### Document text
§

Videogaming is a very popular activity and numerous technological devices are widely used in everyday life. Different studies have shown how players organize their gaming activities in physical presence or at a distance, how they interact to accomplish actions inside or out of the game. More recently and with regard to the social role of videogaming, non-players and their practices came into the focus: do (and if so how do) non-players participate in the gaming interaction? What does it mean to participate in a videogame session without actively playing,? Which role(s) non-players take on? How do player(s) and non-player(s) construct togetherness with or despite the screen?

§

### Supplied material
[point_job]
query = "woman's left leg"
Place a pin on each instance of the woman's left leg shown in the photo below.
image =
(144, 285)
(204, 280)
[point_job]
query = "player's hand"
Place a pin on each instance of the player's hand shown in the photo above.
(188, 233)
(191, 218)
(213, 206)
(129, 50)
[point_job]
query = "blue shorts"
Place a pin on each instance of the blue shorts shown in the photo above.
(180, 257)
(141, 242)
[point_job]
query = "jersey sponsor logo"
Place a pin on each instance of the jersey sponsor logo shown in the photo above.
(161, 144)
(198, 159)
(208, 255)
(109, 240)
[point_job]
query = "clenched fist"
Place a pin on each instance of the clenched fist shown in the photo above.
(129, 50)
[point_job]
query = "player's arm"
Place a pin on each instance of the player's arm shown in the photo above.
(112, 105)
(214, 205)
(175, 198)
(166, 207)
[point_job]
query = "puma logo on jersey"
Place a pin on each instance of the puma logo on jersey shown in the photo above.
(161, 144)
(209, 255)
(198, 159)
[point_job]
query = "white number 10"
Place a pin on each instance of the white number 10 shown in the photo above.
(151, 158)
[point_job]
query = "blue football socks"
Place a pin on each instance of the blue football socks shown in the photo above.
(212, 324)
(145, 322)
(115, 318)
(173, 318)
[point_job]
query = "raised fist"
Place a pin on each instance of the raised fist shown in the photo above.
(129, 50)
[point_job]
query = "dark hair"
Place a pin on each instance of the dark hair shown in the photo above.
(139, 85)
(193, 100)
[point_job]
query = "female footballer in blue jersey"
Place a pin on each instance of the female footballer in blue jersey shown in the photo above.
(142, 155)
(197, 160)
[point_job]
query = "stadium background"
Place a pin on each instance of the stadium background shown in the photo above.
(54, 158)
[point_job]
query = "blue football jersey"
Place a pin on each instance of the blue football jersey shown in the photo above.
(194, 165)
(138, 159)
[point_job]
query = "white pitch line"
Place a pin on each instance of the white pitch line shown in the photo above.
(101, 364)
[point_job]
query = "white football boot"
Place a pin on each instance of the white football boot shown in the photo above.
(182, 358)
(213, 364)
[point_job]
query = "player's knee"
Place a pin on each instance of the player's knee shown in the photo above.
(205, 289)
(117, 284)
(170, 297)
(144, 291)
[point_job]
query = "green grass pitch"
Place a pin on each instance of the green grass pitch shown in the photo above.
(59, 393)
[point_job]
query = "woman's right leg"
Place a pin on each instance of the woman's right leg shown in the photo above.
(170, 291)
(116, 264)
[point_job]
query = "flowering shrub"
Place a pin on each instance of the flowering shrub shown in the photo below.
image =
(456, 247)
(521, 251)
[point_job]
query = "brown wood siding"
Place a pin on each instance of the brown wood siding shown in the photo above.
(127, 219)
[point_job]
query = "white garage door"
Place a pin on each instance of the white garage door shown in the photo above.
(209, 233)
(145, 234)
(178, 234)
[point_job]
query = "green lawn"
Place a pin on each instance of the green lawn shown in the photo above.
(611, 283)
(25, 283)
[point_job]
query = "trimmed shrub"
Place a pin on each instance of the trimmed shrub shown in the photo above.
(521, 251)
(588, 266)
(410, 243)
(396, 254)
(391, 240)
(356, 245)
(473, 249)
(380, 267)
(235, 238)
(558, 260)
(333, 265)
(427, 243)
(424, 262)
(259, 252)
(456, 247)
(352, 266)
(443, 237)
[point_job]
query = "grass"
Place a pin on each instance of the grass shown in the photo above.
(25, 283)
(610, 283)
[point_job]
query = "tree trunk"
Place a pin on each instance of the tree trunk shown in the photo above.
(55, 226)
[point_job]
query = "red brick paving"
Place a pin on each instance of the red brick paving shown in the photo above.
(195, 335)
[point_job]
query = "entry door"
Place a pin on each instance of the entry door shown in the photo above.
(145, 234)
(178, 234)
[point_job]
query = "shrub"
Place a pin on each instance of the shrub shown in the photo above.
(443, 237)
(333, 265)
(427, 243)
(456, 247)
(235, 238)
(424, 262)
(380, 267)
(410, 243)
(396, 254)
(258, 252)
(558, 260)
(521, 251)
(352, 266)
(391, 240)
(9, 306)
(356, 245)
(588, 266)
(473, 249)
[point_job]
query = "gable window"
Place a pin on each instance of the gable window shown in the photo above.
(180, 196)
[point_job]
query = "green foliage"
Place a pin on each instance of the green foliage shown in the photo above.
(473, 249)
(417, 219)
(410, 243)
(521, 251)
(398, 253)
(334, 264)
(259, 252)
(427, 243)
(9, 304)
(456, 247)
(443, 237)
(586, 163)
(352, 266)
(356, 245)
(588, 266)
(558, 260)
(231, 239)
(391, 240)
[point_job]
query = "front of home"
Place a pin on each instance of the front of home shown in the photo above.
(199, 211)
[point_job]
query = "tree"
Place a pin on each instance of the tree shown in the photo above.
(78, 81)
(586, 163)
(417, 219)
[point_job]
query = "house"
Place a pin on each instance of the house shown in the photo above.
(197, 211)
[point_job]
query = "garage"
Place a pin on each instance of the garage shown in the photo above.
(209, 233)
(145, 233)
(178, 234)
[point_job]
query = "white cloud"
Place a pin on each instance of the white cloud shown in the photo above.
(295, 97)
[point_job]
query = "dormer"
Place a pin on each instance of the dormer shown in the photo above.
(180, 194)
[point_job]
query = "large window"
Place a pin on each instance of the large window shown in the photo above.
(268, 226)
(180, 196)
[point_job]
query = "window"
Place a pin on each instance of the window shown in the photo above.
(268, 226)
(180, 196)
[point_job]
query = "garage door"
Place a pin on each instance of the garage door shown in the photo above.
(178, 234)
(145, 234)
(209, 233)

§

### Exercise set
(1) In the videogaming text, who came into focus more recently with regard to the social role of videogaming?
(2) Continue the videogaming text, starting after its final question.

### Replies
(1) Non-players and their practices.

(2)
Our paper focuses on a particular videogame situation involving player(s) and non-player(s): a couple is sitting on the sofa in the living room, side by side, one is playing an adventure game on a large screen, the other is playing/acting on a tablet. Both are not playing silently without noticing each other, but in contrast interact in an "open state of talk" (Goffman 1981) where they focus alternatively on their own (private) activity and on the activity of their partner. While the activity on the small tablet screen remains mostly private, the activity on the large TV screen more likely attracts attention. We therefore concentrate on this activity and the way the two participants construct togetherness with regard to the gaming activity on the TV screen.
For about 40 years, the concept of "active spectators" developed in media sciences, has highlighted the fact that people do something when they watch others. However, active spectators have mostly been studied in the context of media reception (theatre, cinema, television), in so-called unilateral communication. Only very few studies have dealt with a) other types of watching and b) with the interactional practices different parties use to display their activeness. Concerning videogaming, recent research has shown that players and non-players co-construct the participation framework jointly (Tekin & Reeves 2017), according to the affordances of the game and in conjunction with the construction of their relationship (Baldauf-Quilliatre & Colon de Carvajal 2021).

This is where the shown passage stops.